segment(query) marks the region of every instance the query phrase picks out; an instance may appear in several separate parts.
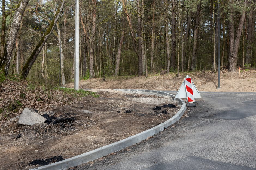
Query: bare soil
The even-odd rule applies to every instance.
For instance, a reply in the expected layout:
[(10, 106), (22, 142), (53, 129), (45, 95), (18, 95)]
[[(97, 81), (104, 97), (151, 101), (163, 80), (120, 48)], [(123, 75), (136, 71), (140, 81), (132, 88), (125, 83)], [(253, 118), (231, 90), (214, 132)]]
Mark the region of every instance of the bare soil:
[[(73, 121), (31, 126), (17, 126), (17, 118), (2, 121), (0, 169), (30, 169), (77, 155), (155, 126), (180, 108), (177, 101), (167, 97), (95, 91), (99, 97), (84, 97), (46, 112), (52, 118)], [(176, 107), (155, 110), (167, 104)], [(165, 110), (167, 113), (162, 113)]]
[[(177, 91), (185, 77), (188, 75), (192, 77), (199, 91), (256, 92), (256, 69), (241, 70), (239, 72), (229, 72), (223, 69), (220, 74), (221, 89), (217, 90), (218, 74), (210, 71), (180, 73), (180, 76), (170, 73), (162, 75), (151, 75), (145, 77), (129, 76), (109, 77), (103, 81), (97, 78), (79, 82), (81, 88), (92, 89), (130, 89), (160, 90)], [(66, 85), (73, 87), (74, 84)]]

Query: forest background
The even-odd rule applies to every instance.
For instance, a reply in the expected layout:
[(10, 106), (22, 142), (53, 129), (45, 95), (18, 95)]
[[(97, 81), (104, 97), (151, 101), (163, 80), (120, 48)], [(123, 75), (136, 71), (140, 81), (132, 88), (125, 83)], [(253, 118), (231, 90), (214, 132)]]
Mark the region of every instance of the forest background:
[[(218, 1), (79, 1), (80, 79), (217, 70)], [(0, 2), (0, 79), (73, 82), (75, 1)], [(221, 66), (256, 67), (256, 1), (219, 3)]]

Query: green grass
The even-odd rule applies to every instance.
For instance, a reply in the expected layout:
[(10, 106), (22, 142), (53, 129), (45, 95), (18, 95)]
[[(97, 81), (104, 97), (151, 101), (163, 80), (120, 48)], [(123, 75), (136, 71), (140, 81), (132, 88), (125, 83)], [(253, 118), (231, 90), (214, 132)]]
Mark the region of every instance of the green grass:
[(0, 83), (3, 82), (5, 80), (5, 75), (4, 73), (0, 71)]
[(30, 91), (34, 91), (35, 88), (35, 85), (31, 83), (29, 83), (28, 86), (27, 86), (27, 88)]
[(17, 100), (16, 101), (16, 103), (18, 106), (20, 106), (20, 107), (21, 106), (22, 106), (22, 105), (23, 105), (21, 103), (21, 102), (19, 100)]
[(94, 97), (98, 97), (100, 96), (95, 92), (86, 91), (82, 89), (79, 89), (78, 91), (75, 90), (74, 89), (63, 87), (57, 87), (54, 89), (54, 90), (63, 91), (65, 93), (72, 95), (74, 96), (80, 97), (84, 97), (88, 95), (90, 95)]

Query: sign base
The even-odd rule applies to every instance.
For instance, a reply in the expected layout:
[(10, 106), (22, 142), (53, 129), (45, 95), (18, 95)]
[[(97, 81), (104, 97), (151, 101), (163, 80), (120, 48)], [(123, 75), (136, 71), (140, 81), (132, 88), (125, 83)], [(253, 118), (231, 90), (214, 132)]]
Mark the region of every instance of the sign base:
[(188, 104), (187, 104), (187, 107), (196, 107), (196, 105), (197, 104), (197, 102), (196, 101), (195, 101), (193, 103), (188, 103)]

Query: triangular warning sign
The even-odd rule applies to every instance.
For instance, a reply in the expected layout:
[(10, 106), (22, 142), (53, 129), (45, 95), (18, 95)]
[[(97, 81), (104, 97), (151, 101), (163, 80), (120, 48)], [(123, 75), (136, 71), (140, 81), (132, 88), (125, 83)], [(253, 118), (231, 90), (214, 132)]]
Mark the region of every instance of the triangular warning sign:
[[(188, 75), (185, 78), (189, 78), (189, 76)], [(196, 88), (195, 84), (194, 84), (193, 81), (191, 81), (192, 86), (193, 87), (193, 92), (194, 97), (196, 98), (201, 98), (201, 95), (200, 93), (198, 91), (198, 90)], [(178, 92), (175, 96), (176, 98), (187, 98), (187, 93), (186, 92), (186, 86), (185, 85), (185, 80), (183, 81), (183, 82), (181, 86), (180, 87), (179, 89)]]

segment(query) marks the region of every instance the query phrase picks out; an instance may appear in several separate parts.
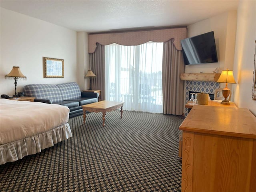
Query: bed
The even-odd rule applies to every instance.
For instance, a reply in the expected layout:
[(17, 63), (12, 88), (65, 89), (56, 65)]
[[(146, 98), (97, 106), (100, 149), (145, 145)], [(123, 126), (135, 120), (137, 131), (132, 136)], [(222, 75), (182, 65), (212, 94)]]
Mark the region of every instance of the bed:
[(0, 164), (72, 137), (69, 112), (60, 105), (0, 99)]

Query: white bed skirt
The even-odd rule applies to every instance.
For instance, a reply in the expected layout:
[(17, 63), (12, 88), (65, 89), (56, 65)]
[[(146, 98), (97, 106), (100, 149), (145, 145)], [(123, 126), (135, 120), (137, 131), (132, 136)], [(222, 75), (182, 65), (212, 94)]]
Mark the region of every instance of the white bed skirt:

§ §

What to work on ->
Copy the records above line for line, omitting the pictures.

Response for this exercise ->
segment(query) marks the region of every instance the query phrase picks out; an instance may appear in several separate parts.
Query: bare soil
The even-odd rule applies to every instance.
For instance, a reply in the expected layout:
[(10, 106), (22, 142), (53, 129), (45, 95), (18, 95)]
[[(97, 81), (104, 97), (151, 101), (163, 80), (120, 48)], [(123, 75), (136, 71), (140, 81), (132, 88), (125, 83)], [(253, 118), (231, 90), (214, 132)]]
Mark the region of every instance of the bare soil:
[[(73, 121), (31, 126), (17, 126), (17, 118), (2, 121), (0, 169), (30, 169), (77, 155), (155, 126), (180, 108), (177, 101), (167, 97), (95, 91), (99, 97), (84, 97), (46, 112), (52, 118)], [(176, 107), (155, 110), (167, 104)], [(165, 110), (167, 113), (162, 113)]]
[[(177, 91), (185, 77), (188, 75), (192, 77), (199, 91), (256, 92), (256, 69), (241, 70), (239, 72), (229, 72), (223, 69), (220, 74), (221, 89), (217, 90), (218, 74), (210, 71), (180, 73), (180, 76), (170, 73), (162, 75), (151, 75), (145, 77), (129, 76), (109, 77), (103, 81), (97, 78), (79, 82), (81, 88), (92, 89), (130, 89), (160, 90)], [(66, 85), (73, 87), (74, 84)]]

Query: forest background
The even-odd rule applies to every instance.
For instance, a reply in the expected layout:
[(10, 106), (22, 142), (53, 129), (45, 95), (18, 95)]
[[(97, 81), (104, 97), (151, 101), (163, 80), (120, 48)], [(123, 75), (136, 71), (140, 81), (132, 88), (125, 83)], [(253, 118), (231, 90), (214, 132)]]
Mark the region of every instance of the forest background:
[[(218, 1), (79, 1), (80, 79), (217, 70)], [(0, 2), (0, 79), (73, 82), (75, 1)], [(221, 66), (256, 67), (256, 1), (219, 3)]]

Query: green grass
The even-odd rule applies to every instance.
For instance, a reply in the expected layout:
[(10, 106), (22, 142), (53, 129), (45, 95), (18, 95)]
[[(97, 81), (104, 97), (151, 101), (163, 80), (120, 48)], [(123, 75), (136, 71), (140, 81), (132, 88), (125, 83)], [(253, 118), (231, 90), (214, 132)]]
Mark the region of every instance of the green grass:
[(0, 83), (3, 82), (5, 80), (5, 75), (4, 73), (0, 71)]
[(30, 91), (34, 91), (35, 88), (35, 85), (31, 83), (29, 83), (28, 86), (27, 86), (27, 88)]
[(17, 100), (16, 101), (16, 103), (18, 106), (20, 106), (20, 107), (21, 106), (22, 106), (22, 105), (23, 105), (21, 103), (21, 102), (19, 100)]
[(94, 97), (98, 97), (100, 96), (95, 92), (86, 91), (82, 89), (79, 89), (78, 91), (75, 90), (74, 89), (63, 87), (57, 87), (54, 89), (54, 90), (63, 91), (65, 93), (72, 95), (74, 96), (80, 97), (84, 97), (88, 95), (90, 95)]

Query: sign base
The even-odd rule applies to every instance.
For instance, a reply in the expected layout:
[(10, 106), (22, 142), (53, 129), (45, 95), (18, 95)]
[[(97, 81), (104, 97), (151, 101), (163, 80), (120, 48)], [(123, 75), (136, 71), (140, 81), (132, 88), (125, 83)], [(253, 118), (231, 90), (214, 132)]]
Mark the region of every instance of the sign base:
[(188, 104), (187, 104), (187, 107), (196, 107), (196, 105), (197, 104), (197, 102), (196, 101), (195, 101), (193, 103), (188, 103)]

Query: triangular warning sign
The even-odd rule applies to every instance.
For instance, a reply in the expected layout:
[(10, 106), (22, 142), (53, 129), (45, 95), (18, 95)]
[[(97, 81), (104, 97), (151, 101), (163, 80), (120, 48)], [(123, 75), (136, 71), (140, 81), (132, 88), (125, 83)], [(253, 118), (231, 90), (214, 132)]]
Mark the region of every instance of the triangular warning sign:
[[(188, 75), (185, 78), (189, 78), (189, 76)], [(196, 88), (195, 84), (194, 84), (193, 81), (191, 81), (192, 86), (193, 87), (193, 92), (194, 97), (196, 98), (201, 98), (201, 95), (200, 93), (198, 91), (198, 90)], [(178, 92), (175, 96), (176, 98), (187, 98), (187, 93), (186, 92), (186, 86), (185, 85), (185, 80), (183, 81), (183, 82), (181, 86), (180, 87), (179, 89)]]

segment(query) marks the region of every instance the query phrase picks out; an instance may appear in several separate parts.
Query: bed
The even-odd rule applies to every instance.
For instance, a reply in the expected layout:
[(17, 63), (12, 88), (65, 89), (56, 65)]
[[(146, 98), (97, 106), (100, 149), (145, 145)], [(123, 126), (135, 120), (137, 131), (132, 136)], [(222, 75), (182, 65), (212, 94)]]
Mark the region of every instance of the bed:
[(0, 164), (72, 137), (69, 112), (60, 105), (0, 99)]

Query: white bed skirt
The even-odd rule applies to every instance.
For instance, a reply in the expected layout:
[(17, 63), (12, 88), (65, 89), (56, 65)]
[[(146, 98), (97, 106), (100, 149), (145, 145)], [(123, 126), (135, 120), (137, 131), (132, 136)], [(222, 75), (182, 65), (212, 94)]]
Mark the region of every instance of the white bed skirt:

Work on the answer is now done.